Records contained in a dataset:
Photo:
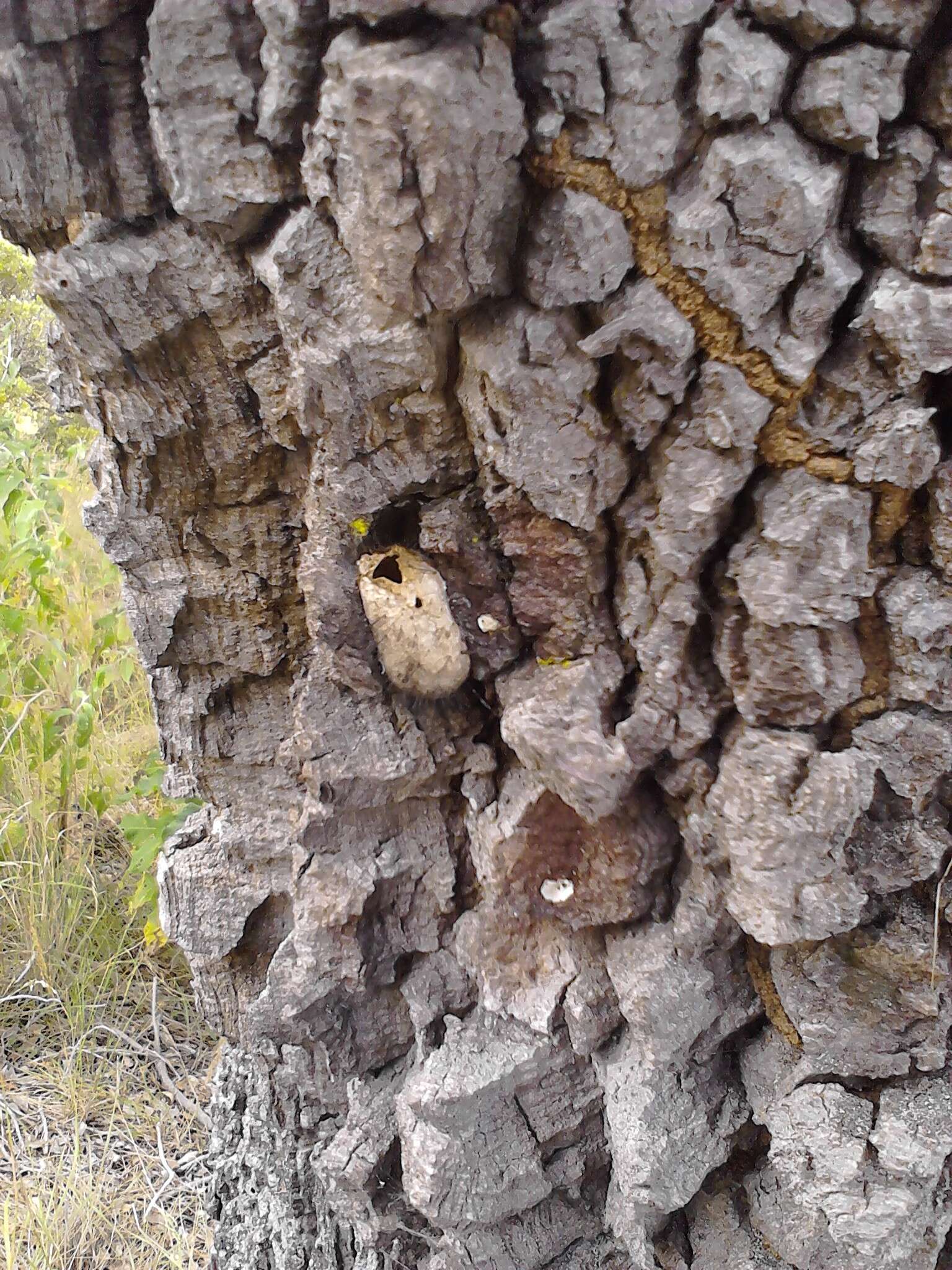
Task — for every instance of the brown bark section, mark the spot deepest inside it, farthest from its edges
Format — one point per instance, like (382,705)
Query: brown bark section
(524,438)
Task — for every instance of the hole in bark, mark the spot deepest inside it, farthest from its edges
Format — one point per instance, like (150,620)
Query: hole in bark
(266,929)
(389,568)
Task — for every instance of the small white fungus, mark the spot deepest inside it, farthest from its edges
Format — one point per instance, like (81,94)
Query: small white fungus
(557,890)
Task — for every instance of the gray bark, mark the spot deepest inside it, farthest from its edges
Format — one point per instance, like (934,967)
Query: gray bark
(526,442)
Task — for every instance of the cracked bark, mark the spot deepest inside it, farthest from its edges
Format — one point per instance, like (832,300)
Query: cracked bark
(532,492)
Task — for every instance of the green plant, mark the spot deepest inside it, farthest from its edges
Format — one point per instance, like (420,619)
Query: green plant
(146,832)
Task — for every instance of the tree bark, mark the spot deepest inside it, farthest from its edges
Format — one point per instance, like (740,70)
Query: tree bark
(524,435)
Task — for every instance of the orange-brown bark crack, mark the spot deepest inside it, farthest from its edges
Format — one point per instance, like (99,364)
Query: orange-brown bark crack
(758,962)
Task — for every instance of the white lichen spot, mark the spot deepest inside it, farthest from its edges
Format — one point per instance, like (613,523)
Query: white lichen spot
(420,647)
(558,890)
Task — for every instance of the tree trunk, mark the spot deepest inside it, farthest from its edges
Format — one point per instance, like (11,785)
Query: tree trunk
(524,440)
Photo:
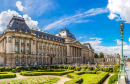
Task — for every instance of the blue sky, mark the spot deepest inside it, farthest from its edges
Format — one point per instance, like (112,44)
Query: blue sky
(93,21)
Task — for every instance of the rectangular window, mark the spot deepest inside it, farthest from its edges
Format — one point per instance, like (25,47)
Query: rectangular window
(22,49)
(43,44)
(47,51)
(47,45)
(39,51)
(27,49)
(43,51)
(27,41)
(21,40)
(39,44)
(16,40)
(16,48)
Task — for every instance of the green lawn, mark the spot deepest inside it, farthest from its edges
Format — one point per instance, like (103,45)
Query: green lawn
(37,80)
(87,77)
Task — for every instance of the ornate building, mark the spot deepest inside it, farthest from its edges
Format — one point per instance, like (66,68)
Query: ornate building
(108,58)
(20,45)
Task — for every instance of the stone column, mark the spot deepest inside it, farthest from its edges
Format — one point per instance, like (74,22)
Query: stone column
(68,50)
(13,49)
(49,48)
(25,46)
(19,45)
(38,48)
(42,48)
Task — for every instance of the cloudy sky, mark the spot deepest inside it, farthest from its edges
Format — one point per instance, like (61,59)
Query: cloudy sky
(93,21)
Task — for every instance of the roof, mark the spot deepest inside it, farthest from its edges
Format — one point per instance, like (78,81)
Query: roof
(39,33)
(19,23)
(65,33)
(87,45)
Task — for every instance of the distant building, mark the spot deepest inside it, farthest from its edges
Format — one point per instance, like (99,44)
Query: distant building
(20,45)
(109,58)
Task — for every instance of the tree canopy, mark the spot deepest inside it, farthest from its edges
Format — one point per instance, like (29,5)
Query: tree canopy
(101,55)
(95,55)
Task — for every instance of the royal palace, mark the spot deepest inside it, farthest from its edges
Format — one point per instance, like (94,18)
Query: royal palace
(21,46)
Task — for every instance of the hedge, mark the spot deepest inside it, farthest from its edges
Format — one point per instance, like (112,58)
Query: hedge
(87,72)
(99,78)
(113,78)
(76,79)
(116,68)
(7,75)
(36,73)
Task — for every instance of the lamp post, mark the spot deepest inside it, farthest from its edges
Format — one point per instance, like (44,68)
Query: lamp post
(63,59)
(122,72)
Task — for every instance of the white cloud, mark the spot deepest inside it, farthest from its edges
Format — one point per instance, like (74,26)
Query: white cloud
(119,8)
(78,18)
(96,45)
(5,17)
(119,42)
(19,6)
(31,23)
(112,16)
(38,7)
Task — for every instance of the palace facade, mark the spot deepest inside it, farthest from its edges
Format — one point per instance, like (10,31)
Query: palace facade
(20,45)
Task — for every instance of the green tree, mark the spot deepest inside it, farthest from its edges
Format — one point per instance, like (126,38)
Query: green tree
(95,55)
(101,55)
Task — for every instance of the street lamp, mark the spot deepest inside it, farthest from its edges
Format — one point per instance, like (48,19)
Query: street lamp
(27,57)
(122,64)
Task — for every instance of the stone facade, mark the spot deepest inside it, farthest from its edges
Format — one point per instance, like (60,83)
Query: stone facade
(108,58)
(20,45)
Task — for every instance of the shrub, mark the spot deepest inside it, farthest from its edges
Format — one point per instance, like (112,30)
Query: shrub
(55,67)
(90,68)
(60,66)
(6,69)
(115,68)
(85,67)
(113,78)
(65,67)
(18,69)
(13,70)
(76,79)
(69,67)
(107,69)
(99,78)
(36,73)
(7,75)
(1,69)
(77,68)
(95,69)
(101,69)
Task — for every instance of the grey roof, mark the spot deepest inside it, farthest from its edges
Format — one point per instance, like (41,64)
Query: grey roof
(39,33)
(87,45)
(65,33)
(19,23)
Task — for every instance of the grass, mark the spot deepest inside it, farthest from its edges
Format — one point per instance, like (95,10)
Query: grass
(37,80)
(88,77)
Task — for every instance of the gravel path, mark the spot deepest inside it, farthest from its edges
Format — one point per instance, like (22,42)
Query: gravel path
(61,81)
(106,81)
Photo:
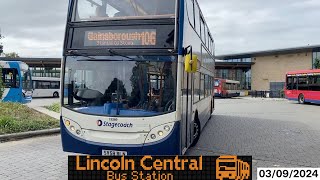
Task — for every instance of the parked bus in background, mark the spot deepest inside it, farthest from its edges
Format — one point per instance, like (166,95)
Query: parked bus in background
(46,87)
(139,77)
(226,88)
(16,79)
(303,86)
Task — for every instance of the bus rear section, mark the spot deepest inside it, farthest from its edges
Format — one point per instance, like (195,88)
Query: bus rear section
(16,78)
(226,88)
(230,167)
(125,88)
(303,86)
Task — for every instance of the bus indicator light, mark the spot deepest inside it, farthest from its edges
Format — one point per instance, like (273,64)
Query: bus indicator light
(167,128)
(153,136)
(160,133)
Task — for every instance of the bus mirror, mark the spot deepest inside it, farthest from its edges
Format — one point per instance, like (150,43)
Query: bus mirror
(191,64)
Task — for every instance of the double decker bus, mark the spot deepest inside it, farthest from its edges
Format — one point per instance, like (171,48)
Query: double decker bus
(137,77)
(16,79)
(303,86)
(226,88)
(46,87)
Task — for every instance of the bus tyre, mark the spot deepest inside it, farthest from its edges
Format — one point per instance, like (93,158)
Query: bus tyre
(196,132)
(55,94)
(301,99)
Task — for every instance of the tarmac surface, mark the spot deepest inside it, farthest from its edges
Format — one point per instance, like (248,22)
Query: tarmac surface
(277,133)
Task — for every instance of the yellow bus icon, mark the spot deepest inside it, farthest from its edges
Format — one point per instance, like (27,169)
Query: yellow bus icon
(230,167)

Your objective:
Give back the records above exactly, with no pictures.

Task answer:
Photo:
Task — for every instance of the brown bark section, mark the spot deepest inside it, farthest from its edges
Format — one point per instance, like (382,705)
Query: brown bark section
(524,438)
Task — for every instance of the hole in bark, mark the spot deepest inside it, farthest from its edges
Format — one point per instance, like (150,620)
Query: hole in bark
(266,929)
(389,568)
Task — for every instance of the small white fungus, mark the spot deepest inside it, farthest from its edges
Format — one point per instance, like (81,94)
Query: small white fungus
(557,890)
Task — for every instance of the gray bark, mark the spot deepest inside it, farthest from its edges
Format — one point per instance, like (934,967)
Query: gray bark
(526,442)
Task — for every instance of the cracked bark, mark the spot deepest inside it, farthest from its edges
Format — one point per instance, like (832,300)
Query: cracked bark
(532,492)
Task — for every instance of the green plant, mark the spot deepest inside it, farthest from its edges
Format — one point per instance, like (420,619)
Query: green plant
(146,832)
Task — for every instance of the tree bark, mark the spot deepest inside it, farthest from its edges
Format — one point per instance, like (740,70)
Query: tree bark
(524,435)
Task — for every instance of the orange-brown bark crack, mark the spot deepest inside it, farthest from its edges
Format — one point per instance, like (99,364)
Query: orange-brown bark crack
(758,962)
Task — for every instance of the white lichen spot, mark the spot deepest inside it, farthest from its edges
Format — one point per instance, like (613,523)
Query: white lichen spot
(420,647)
(558,890)
Task — for every instance of the tree trunk, mark the spot deepest inside it, farthest from its edges
Format — one point per instance, like (11,785)
Query: tree trunk
(524,440)
Photo:
Task — for every instance of the blue sky, mark the spot deepest inside it, farthest from its edges
Format — one point per instance, like (112,44)
Query: blue sky
(93,21)
Task — for every instance of the rectangular window, mark the spot deepest inside it, farthest from its edges
Format — one point per instance, like (25,47)
Query: rectangular window
(22,49)
(43,44)
(47,51)
(47,45)
(39,51)
(27,49)
(43,51)
(27,41)
(21,40)
(39,44)
(16,40)
(16,48)
Task — for every instance of the green lawn, mark the spot deepest inside it, farthest from its edges
Format — one point per instance, like (103,45)
Query: green lawn
(37,80)
(87,77)
Task — for every instance of the ornate building, mark the spot deepest inside it, farthest from its edges
Format — one point per instance, like (66,68)
Query: ornate building
(108,58)
(20,45)
Task — for every instance of the stone column, mark the spot deepest inside it, farthest from its edges
Format — one point per instance, like (74,22)
Query: stone column
(68,50)
(13,49)
(49,48)
(25,46)
(19,45)
(38,48)
(42,48)
Task — for every instance of the cloudy sky, mark the spot deepest inside it, farthest from its edges
Format — one point per instance, like (61,59)
Query: cloudy sky
(93,21)
Task — for every instance of the roof, mark the spot deepest inside it, farthest from its edges
Format — one point per instance, like (78,81)
Query: roof
(39,33)
(19,23)
(65,33)
(87,45)
Task — for every instance of the distant building, mark the spot deepest inside it, farthest from its edges
Format — one point per instance, like (99,44)
Query: distant building
(20,45)
(109,58)
Task — for every instance of the tree canopy, mark the spot deepest inside it, farthest from its edges
Format — one point per instance, like (29,5)
Query: tree canopy
(101,55)
(95,55)
Task — for every instance of the royal palace, mark the spot deepest inside it, farthest from its edges
Format — one point per instance, like (94,18)
Query: royal palace
(21,46)
Task — for every instance of the hedge, mark the spot deepest inside it, farthest from its edges
Format — one point per instance, like (112,58)
Query: hedge
(87,72)
(99,78)
(113,78)
(76,79)
(116,68)
(7,75)
(36,73)
Task — for every instance of the lamp post, mark the spot deepest inside it, farthest from its edges
Format — one point per instance, like (44,68)
Query: lamp post
(63,59)
(122,72)
Task — for every instance of the white cloud, mark the spot deepest inside it, farthest from its edges
Format — one point per instance, like (74,26)
Query: white cloud
(119,8)
(78,18)
(96,45)
(5,17)
(119,42)
(19,6)
(31,23)
(112,16)
(38,7)
Task — for every instance of the palace facade, mark the spot deepest inside it, farthest from its edges
Format — one point per instance, like (10,31)
Query: palace facade
(20,45)
Task — for every instance of the green tree, mark the spot deepest inside it, farthest from its edges
Format — one point per instance, like (126,38)
Query: green tree
(95,55)
(101,55)
Task — for every instance of the street lamp, mark the spot deepest inside it, farthest from its edges
Format — one point per instance, like (48,19)
Query: street lamp
(27,57)
(122,64)
Task — for every instance of the stone facade, mark the spot deepest inside it, farthest from its edges
Format — one point per instance, like (60,83)
Query: stone facade
(108,58)
(20,45)
Task — for every instance of the shrub, mark the spot deepest inside it, farthest from its edges
Format — one point per instance, like (112,30)
Query: shrub
(55,67)
(90,68)
(60,66)
(6,69)
(115,68)
(85,67)
(113,78)
(65,67)
(18,69)
(13,70)
(76,79)
(69,67)
(107,69)
(99,78)
(36,73)
(7,75)
(1,69)
(77,68)
(95,69)
(101,69)
Task — for every instance of the grey roof, mark the spot deepest inside it, farthest from its edges
Format — one point per instance, like (41,64)
Query: grey roof
(39,33)
(87,45)
(65,33)
(19,23)
Task — for every instance of the grass, mark the spot deepest inside it, farthest from its edges
Format — one point per instance, like (95,10)
Query: grass
(37,80)
(88,77)
Task — for every instance of the gravel path, mark the spot deepest inside it, farthest from its edges
Format — one point per instance, like (22,42)
Query: gravel path
(61,81)
(106,81)
Photo:
Task — for every instance of the parked bus in background, mark the spot deepest inside it, farthest from its edges
Format — one point per instance, like (166,95)
Query: parked bus in background
(46,87)
(139,77)
(226,88)
(16,79)
(303,86)
Task — for every instance of the bus rear section, mark the spot deepest inside it, farthest from its edges
Format — one point per instance, like (195,88)
Query: bus rear section
(16,78)
(226,88)
(230,167)
(125,88)
(303,86)
Task — for every instance of the bus indicator light, mark the spot deepest inside it, farthest from its edges
Format — one point per instance, like (273,64)
Query: bus indicator light
(167,128)
(153,136)
(160,133)
Task — for every instance of the bus mirror, mark the spot deepest inside it, farthest from its edges
Format — one point per instance, like (150,43)
Query: bus mirror
(191,64)
Task — for every instance of the double decker bus, mark the spot deepest inside it, farthest from its edges
Format — one point per instance, like (171,48)
Query: double decker bus
(137,77)
(16,79)
(303,86)
(226,88)
(46,87)
Task — for every instance of the bus tyre, mark the spot deepest inside it, farthest from its edges
Format — one point per instance, like (93,158)
Query: bus tyre
(196,132)
(55,94)
(301,99)
Task — for every instance of the tarmac surface, mark the spot deepest inside it, farthest from its edges
Format — one point per instance, like (248,22)
Query: tarmac surface
(277,133)
Task — for every instance of the yellow bus icon, mark the spot deepest inside it, farthest from its edges
Format — one point per instance, like (27,169)
Query: yellow bus icon
(230,167)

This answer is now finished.